**WORK TASK**
Write out a word-for-word repetition of the lines that come before the line containing "Spot the concrete" in the listing below, along with that line itself, omitting pictures.

**THE DATA**
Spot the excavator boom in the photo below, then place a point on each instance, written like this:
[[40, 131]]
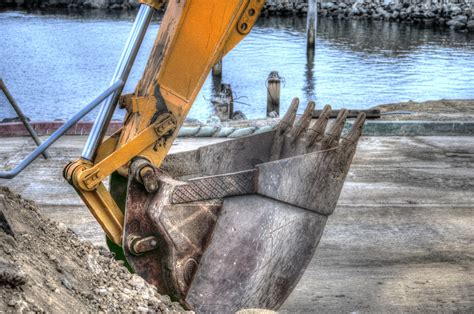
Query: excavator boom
[[224, 227]]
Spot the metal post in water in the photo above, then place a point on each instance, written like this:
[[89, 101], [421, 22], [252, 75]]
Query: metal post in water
[[273, 94], [311, 23], [217, 69], [22, 116], [122, 71]]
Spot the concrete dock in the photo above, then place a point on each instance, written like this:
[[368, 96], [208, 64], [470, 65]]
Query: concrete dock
[[400, 240]]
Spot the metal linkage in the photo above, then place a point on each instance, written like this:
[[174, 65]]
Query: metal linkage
[[122, 71], [59, 132], [22, 116]]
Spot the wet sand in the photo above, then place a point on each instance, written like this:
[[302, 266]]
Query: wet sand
[[400, 240]]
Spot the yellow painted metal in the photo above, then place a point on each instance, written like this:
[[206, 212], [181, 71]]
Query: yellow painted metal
[[107, 146], [156, 4], [88, 179], [193, 36]]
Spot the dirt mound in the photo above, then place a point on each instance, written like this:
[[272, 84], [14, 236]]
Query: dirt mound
[[45, 267]]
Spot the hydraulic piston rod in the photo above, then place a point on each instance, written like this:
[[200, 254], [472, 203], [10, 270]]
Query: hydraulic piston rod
[[122, 71]]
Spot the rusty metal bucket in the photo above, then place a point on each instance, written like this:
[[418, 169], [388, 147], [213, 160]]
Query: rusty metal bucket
[[235, 224]]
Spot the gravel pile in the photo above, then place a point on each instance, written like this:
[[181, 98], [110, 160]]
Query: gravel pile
[[44, 267]]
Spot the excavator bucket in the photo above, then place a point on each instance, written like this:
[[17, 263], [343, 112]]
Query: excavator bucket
[[234, 225]]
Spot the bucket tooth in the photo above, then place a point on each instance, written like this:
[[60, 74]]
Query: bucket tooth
[[316, 132], [356, 130], [240, 230], [331, 138], [300, 128], [284, 127]]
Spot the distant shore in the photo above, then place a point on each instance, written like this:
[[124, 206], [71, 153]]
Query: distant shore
[[455, 16]]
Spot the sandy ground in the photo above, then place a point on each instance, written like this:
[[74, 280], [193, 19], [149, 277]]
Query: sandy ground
[[45, 268], [400, 240]]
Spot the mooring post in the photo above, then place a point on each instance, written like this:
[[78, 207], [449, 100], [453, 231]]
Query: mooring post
[[273, 94], [217, 69], [311, 23], [22, 116]]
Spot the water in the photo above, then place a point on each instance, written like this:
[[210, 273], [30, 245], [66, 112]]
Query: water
[[55, 63]]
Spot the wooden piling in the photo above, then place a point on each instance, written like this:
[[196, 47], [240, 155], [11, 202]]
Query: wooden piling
[[273, 94], [311, 23], [21, 116], [224, 103], [217, 69]]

**EXERCISE ANSWER**
Spot the excavator boom in the photo below, then place a point on each instance, written like this:
[[40, 131]]
Query: excavator boom
[[224, 227]]
Spot the metal post in water in the photo above, then place a point on each instance, written like this:
[[89, 101], [421, 22], [252, 75]]
Query: metal post in water
[[273, 94], [311, 23], [217, 69], [22, 116], [122, 71]]
Spot the concrete dock in the photo above, then place a point on each instance, written like this:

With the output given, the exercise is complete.